* Exercise prompt:
What you return must match the data exactly, line for line.

* Exercise data:
###

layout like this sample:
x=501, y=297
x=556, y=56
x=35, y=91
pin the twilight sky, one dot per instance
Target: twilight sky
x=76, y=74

###

* Expected answer:
layout like this sample:
x=501, y=297
x=556, y=56
x=35, y=91
pin the twilight sky, one dot per instance
Target: twilight sky
x=76, y=74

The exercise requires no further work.